:: PROBLEM DESCRIPTION ::
Check each line below for the word "leaves", and copy those that have it.

:: LISTED RECORDS ::
■ ■ ■ ■ ■ ■ ■

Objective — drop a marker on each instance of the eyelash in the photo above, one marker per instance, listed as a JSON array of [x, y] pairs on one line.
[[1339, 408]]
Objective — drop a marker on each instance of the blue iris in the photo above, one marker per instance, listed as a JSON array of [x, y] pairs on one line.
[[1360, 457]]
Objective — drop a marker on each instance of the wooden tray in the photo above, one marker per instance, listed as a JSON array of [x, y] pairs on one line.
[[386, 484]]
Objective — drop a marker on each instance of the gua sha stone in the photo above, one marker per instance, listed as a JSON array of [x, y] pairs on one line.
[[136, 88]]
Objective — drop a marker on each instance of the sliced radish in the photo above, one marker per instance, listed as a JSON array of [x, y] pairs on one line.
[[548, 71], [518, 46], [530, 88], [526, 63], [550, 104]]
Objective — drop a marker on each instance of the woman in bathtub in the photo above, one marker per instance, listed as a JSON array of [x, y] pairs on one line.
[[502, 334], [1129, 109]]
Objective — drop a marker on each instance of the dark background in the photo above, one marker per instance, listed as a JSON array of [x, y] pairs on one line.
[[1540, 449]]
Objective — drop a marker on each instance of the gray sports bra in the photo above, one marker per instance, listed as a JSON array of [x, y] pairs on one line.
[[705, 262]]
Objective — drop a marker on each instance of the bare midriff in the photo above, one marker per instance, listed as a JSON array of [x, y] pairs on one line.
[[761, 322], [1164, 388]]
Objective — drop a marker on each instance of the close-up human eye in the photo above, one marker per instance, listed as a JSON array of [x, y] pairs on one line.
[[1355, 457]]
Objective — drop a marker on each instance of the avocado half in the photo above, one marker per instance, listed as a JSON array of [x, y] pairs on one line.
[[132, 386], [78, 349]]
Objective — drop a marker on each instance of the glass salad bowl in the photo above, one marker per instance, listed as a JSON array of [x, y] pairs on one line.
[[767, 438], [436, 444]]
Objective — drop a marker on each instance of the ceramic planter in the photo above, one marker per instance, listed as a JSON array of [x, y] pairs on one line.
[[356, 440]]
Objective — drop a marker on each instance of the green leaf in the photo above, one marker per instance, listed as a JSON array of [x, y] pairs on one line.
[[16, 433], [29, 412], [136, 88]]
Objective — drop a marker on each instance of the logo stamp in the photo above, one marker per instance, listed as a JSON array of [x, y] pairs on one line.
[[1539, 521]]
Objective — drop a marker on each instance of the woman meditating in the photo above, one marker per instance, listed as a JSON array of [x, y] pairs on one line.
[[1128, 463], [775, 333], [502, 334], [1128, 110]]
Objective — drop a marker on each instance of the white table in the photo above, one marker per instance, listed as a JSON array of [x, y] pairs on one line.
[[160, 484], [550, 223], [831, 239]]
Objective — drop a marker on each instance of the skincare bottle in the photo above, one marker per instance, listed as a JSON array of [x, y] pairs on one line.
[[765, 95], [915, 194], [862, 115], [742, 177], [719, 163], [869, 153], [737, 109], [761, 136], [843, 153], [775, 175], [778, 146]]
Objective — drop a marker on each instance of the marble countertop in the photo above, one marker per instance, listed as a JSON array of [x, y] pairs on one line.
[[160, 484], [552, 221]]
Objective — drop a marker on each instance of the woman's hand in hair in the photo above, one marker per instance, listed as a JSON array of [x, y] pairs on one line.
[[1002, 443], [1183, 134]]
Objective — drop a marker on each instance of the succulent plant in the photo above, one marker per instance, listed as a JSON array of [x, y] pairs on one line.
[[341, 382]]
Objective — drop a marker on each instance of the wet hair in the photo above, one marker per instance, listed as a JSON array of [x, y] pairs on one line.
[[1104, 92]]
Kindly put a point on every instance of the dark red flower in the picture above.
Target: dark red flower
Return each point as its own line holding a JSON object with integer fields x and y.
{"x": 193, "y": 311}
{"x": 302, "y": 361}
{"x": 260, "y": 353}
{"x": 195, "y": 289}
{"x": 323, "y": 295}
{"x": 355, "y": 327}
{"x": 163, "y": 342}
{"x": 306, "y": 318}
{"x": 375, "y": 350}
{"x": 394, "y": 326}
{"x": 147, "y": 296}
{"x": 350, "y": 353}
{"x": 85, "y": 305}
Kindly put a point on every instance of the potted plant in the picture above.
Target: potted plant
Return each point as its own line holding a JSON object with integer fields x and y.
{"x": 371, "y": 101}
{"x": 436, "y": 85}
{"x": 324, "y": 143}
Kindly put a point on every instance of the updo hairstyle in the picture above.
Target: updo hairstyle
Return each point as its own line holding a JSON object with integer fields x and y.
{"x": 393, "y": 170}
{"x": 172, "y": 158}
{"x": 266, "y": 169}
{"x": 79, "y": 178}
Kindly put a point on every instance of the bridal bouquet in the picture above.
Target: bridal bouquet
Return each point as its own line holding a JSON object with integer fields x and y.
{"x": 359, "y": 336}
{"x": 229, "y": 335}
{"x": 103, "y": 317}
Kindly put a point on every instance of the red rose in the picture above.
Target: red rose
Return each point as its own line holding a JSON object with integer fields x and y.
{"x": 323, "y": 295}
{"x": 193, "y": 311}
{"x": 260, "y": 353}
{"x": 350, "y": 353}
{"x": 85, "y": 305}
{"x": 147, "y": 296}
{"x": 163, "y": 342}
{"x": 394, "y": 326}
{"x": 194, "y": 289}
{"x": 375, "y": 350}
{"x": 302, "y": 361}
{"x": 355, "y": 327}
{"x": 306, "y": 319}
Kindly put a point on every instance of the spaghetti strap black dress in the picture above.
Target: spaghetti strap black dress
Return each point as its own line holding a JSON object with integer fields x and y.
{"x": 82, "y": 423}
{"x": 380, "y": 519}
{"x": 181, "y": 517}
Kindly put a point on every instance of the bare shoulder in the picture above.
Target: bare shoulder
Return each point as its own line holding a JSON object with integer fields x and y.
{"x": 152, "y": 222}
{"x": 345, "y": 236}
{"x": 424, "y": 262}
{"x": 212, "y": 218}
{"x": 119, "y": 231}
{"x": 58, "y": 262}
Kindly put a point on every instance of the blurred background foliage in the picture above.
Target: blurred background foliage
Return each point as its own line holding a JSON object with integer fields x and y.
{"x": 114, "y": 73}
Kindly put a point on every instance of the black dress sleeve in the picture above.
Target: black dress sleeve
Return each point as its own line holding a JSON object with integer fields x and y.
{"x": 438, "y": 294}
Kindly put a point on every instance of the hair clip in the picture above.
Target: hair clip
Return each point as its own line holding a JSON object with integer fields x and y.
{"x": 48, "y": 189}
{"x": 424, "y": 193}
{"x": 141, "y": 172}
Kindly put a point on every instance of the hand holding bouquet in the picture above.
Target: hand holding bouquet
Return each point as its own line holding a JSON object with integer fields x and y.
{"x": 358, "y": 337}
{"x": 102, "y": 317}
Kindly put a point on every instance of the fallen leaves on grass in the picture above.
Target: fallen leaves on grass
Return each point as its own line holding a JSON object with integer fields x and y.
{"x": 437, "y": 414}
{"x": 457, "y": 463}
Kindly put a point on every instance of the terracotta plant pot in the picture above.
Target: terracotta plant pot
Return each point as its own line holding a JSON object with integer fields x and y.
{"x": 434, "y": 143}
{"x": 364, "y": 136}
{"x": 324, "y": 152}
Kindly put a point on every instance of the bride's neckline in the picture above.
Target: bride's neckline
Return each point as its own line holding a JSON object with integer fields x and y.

■ ■ ■ ■ ■ ■ ■

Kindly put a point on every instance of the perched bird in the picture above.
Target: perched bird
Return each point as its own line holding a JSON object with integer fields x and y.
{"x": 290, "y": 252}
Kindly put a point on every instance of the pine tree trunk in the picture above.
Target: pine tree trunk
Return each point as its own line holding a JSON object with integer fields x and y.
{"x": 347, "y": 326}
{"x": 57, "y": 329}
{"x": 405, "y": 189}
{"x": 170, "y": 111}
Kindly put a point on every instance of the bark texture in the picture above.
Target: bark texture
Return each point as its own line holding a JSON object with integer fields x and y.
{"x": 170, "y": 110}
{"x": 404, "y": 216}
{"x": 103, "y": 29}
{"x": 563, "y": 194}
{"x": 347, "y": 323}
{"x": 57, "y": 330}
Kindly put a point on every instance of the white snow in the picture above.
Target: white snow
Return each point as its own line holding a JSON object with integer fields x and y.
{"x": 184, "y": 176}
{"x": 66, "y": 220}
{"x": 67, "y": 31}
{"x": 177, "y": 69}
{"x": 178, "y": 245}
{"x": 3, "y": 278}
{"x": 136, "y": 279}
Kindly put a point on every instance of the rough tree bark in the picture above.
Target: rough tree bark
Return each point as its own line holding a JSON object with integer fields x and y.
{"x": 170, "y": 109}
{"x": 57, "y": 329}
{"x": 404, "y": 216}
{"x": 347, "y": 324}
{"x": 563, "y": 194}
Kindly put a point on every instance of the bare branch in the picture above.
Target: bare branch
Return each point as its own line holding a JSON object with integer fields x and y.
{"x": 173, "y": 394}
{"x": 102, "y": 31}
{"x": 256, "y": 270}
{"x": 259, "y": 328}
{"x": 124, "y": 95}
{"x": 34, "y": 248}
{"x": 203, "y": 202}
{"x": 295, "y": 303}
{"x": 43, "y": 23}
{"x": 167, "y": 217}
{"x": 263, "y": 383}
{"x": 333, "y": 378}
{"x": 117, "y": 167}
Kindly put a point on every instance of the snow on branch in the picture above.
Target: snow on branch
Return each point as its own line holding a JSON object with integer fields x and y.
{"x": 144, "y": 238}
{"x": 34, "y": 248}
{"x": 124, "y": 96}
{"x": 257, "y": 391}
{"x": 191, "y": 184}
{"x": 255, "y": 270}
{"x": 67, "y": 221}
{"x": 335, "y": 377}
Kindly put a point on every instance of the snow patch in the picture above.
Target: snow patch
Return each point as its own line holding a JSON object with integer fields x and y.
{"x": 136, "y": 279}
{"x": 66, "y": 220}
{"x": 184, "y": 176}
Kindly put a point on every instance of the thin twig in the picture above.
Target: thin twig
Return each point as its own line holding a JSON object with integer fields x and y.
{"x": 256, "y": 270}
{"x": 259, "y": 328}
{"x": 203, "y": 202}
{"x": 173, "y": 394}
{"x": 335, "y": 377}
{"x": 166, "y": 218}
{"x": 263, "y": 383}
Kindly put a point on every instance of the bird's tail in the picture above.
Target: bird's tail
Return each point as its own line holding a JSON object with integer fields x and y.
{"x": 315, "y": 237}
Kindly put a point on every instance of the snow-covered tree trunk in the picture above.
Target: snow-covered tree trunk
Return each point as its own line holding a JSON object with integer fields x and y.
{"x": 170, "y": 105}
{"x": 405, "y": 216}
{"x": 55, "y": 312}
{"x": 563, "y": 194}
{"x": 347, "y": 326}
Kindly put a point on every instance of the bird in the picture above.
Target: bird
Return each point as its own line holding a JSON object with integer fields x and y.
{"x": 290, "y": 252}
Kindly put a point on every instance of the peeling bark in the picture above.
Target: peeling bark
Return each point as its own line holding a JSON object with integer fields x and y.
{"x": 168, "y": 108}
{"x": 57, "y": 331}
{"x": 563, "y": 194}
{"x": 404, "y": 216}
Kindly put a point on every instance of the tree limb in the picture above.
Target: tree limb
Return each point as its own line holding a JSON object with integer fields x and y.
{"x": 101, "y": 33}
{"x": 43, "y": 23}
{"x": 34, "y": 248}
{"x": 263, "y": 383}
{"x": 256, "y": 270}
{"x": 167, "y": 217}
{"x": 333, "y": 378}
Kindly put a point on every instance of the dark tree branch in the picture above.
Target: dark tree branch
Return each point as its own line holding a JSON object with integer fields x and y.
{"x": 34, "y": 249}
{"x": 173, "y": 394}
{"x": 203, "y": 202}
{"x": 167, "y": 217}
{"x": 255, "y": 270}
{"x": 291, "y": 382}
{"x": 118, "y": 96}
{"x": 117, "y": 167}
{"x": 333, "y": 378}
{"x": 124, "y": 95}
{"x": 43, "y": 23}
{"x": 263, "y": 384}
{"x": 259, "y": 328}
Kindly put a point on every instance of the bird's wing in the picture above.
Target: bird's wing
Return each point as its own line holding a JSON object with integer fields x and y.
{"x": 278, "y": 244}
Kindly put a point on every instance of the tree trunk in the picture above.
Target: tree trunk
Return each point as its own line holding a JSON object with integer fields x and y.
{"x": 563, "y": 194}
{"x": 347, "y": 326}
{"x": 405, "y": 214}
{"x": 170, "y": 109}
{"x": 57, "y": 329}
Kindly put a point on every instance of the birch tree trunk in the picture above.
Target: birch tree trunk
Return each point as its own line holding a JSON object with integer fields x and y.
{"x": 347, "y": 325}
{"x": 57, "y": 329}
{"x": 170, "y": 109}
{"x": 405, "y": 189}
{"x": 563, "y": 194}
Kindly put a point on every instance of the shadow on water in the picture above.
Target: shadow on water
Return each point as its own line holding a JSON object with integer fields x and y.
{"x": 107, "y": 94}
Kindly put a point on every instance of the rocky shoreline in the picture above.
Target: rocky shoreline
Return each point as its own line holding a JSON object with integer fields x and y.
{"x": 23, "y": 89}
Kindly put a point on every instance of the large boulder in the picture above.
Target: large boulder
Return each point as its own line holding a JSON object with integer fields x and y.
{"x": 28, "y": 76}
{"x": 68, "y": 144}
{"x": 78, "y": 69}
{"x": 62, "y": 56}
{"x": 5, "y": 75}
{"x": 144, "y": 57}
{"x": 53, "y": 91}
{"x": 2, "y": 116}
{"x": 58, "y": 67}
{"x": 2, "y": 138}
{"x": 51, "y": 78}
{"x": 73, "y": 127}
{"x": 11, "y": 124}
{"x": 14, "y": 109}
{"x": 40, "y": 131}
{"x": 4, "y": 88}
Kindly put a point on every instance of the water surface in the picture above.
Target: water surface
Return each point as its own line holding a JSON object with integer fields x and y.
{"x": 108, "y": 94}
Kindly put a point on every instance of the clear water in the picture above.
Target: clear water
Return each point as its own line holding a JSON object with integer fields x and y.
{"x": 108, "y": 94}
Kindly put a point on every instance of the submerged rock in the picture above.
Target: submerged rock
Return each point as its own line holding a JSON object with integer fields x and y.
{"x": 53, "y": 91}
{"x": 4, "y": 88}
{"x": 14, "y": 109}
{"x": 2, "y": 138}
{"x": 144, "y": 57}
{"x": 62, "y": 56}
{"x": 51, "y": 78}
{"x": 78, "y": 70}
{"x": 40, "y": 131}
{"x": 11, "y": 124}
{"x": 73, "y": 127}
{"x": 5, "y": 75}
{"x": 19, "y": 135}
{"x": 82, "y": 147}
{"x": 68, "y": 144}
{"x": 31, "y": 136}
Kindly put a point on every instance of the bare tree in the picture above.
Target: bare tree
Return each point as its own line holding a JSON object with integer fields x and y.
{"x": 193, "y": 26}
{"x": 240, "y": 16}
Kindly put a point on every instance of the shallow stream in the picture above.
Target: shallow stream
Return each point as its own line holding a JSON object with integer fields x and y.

■ ■ ■ ■ ■ ■ ■

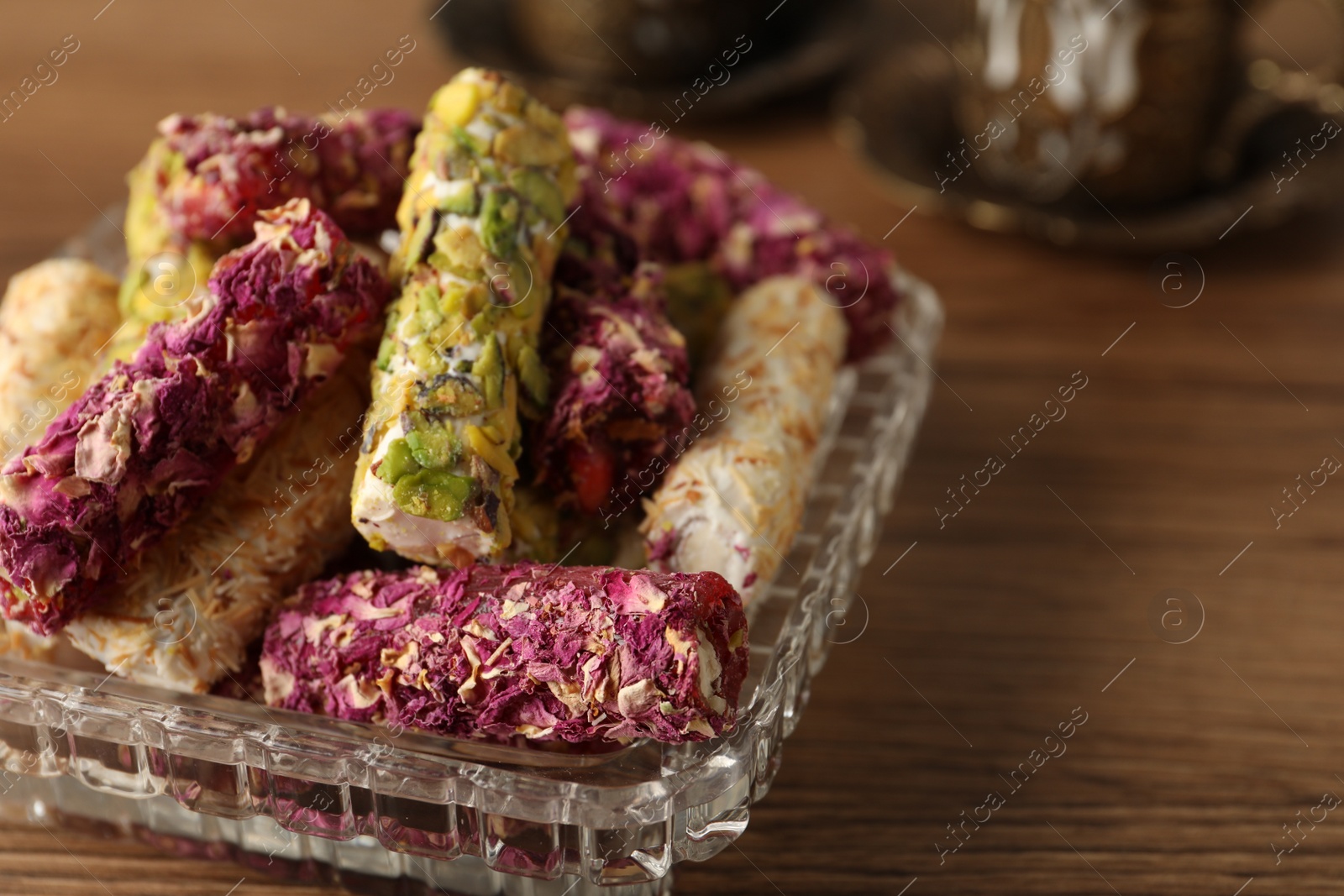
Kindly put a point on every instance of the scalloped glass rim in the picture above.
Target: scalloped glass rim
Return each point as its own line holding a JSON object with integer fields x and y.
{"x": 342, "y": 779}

■ ■ ■ ■ ■ ■ ■

:: EXPECTED OUTPUT ::
Kindly put a point on every instance of the fallen leaves on grass in the picture above.
Target: fallen leaves on grass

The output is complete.